SUPPLIED DATA -
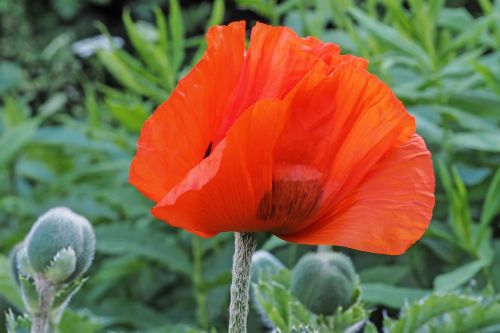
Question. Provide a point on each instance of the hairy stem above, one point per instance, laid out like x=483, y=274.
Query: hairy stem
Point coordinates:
x=244, y=246
x=41, y=320
x=200, y=294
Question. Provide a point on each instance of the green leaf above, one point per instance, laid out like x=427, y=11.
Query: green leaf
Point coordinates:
x=216, y=17
x=454, y=279
x=11, y=76
x=392, y=37
x=415, y=317
x=131, y=114
x=19, y=324
x=81, y=322
x=155, y=59
x=123, y=239
x=387, y=274
x=12, y=141
x=491, y=205
x=481, y=141
x=177, y=34
x=479, y=318
x=395, y=297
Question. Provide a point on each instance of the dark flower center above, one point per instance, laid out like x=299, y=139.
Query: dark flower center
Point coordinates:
x=295, y=195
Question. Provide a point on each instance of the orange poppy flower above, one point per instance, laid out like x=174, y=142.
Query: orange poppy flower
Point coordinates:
x=287, y=137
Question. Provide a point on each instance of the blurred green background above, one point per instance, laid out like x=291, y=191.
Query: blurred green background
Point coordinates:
x=71, y=109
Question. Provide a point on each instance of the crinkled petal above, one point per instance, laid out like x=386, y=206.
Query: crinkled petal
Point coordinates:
x=176, y=137
x=388, y=211
x=223, y=191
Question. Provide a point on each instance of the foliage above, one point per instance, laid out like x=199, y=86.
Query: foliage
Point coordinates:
x=68, y=129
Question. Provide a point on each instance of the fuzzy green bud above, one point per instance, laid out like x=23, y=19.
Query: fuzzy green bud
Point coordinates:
x=60, y=246
x=324, y=281
x=14, y=270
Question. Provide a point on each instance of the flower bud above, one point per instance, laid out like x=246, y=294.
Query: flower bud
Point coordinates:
x=324, y=281
x=60, y=246
x=14, y=270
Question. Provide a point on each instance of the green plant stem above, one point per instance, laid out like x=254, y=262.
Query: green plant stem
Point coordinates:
x=324, y=248
x=244, y=246
x=197, y=280
x=41, y=320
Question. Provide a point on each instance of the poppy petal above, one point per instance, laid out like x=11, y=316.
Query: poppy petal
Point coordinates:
x=387, y=212
x=177, y=136
x=276, y=60
x=223, y=191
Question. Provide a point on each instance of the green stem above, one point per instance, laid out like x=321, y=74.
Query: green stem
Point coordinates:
x=244, y=246
x=41, y=320
x=201, y=296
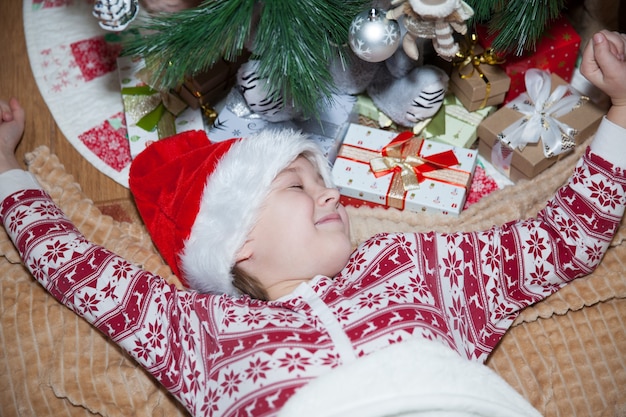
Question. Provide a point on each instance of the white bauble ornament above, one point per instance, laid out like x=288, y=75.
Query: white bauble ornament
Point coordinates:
x=373, y=37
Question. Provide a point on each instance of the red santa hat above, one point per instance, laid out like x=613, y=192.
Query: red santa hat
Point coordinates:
x=199, y=199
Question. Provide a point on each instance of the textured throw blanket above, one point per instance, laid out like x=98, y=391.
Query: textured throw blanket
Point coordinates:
x=565, y=355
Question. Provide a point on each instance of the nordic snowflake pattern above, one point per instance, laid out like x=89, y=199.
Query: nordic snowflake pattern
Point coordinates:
x=224, y=356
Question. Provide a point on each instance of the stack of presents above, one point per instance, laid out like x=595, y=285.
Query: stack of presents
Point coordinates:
x=512, y=117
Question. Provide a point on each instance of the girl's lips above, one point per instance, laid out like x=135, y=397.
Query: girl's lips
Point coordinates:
x=329, y=218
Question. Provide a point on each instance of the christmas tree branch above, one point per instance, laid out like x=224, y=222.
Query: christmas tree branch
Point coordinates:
x=517, y=24
x=293, y=40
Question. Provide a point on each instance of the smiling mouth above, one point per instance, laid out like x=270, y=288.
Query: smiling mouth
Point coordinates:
x=329, y=219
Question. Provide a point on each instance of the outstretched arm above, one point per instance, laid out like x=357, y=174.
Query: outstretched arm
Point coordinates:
x=11, y=130
x=604, y=65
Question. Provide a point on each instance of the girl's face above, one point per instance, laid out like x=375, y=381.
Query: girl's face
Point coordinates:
x=302, y=231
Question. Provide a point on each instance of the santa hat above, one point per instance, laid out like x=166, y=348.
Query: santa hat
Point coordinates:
x=199, y=200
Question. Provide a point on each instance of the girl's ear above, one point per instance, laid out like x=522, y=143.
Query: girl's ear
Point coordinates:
x=244, y=253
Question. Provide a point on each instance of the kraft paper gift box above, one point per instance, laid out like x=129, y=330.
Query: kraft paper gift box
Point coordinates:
x=454, y=124
x=526, y=161
x=151, y=115
x=445, y=172
x=478, y=80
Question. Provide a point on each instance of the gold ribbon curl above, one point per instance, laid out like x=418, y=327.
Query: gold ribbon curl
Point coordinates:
x=467, y=58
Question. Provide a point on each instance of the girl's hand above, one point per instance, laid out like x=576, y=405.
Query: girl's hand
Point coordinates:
x=11, y=130
x=604, y=65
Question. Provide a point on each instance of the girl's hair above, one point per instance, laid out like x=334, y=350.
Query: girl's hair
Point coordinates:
x=247, y=284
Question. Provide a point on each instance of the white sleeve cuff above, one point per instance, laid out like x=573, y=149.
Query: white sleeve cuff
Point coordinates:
x=16, y=180
x=609, y=143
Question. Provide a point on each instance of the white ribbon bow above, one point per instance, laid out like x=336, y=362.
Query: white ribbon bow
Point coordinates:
x=540, y=110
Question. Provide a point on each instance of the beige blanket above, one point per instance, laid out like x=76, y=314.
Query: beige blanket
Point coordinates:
x=566, y=355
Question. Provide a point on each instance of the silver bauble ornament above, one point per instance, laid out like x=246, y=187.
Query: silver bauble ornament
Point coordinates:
x=373, y=37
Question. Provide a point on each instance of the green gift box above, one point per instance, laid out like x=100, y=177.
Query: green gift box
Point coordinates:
x=454, y=124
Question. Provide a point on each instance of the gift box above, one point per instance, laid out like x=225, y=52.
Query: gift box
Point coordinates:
x=556, y=51
x=376, y=167
x=236, y=119
x=521, y=141
x=207, y=88
x=151, y=115
x=477, y=78
x=454, y=124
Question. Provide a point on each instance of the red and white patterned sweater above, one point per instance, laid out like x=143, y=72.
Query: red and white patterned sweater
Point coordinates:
x=225, y=356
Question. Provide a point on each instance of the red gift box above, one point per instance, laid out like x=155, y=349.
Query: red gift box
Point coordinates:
x=556, y=52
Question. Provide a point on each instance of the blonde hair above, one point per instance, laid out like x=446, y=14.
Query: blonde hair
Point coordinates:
x=247, y=284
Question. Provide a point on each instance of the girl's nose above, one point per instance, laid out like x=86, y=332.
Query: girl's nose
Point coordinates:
x=329, y=195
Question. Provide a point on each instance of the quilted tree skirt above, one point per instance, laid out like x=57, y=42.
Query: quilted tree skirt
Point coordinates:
x=74, y=63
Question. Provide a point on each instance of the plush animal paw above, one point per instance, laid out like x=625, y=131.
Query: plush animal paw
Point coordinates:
x=261, y=98
x=410, y=99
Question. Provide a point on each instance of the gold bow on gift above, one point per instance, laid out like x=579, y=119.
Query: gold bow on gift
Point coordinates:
x=467, y=58
x=401, y=159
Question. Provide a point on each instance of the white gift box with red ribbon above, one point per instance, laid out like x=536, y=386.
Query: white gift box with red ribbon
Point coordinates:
x=376, y=167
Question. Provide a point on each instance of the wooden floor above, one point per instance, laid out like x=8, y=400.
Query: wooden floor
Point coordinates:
x=16, y=80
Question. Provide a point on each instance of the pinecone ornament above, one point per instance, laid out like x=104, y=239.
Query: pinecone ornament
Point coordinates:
x=115, y=15
x=432, y=19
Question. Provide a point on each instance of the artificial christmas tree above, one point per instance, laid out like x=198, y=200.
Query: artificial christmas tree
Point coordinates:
x=294, y=42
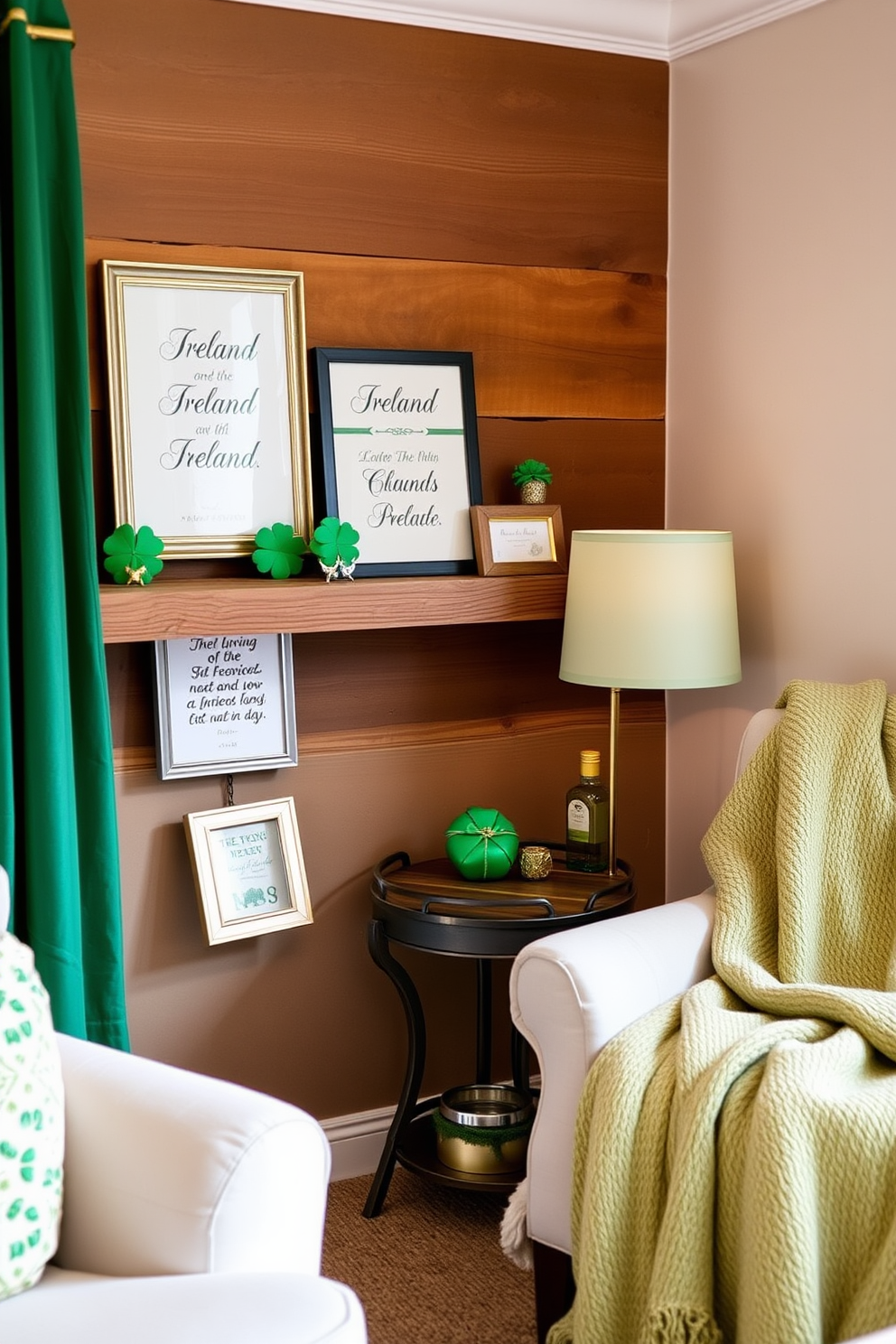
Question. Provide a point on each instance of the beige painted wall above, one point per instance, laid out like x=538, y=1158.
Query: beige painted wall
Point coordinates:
x=782, y=366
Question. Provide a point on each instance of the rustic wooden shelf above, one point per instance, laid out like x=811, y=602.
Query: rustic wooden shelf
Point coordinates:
x=171, y=609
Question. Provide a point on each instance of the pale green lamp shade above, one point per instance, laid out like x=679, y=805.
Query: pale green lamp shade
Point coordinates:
x=655, y=611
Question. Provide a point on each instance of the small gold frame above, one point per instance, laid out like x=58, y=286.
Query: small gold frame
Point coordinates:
x=518, y=539
x=178, y=465
x=248, y=868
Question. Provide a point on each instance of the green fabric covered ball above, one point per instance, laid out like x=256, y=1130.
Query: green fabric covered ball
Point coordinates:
x=481, y=845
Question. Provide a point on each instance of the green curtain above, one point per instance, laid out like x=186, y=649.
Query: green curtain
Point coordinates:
x=58, y=834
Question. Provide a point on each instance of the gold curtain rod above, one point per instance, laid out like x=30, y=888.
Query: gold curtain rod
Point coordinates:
x=35, y=30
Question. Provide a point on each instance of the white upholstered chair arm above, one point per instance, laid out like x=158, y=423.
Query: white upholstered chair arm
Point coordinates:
x=570, y=994
x=171, y=1172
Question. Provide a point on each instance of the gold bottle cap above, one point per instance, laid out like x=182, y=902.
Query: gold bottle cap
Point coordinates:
x=590, y=763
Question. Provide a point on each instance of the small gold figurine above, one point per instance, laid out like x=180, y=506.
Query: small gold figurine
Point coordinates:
x=535, y=862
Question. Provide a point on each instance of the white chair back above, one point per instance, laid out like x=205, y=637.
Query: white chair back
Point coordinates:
x=760, y=727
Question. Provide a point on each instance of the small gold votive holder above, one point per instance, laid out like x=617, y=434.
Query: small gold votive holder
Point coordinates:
x=535, y=862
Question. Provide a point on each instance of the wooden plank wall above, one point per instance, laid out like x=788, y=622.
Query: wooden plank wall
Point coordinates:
x=437, y=190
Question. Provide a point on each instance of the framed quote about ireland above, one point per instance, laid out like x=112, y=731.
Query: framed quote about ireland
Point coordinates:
x=225, y=703
x=248, y=870
x=209, y=404
x=399, y=456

TASK DESCRIPTION - Determine how many lines of the listing hold the word "pale" and reply with that figure alone.

ANSWER TO THIS PROBLEM - 2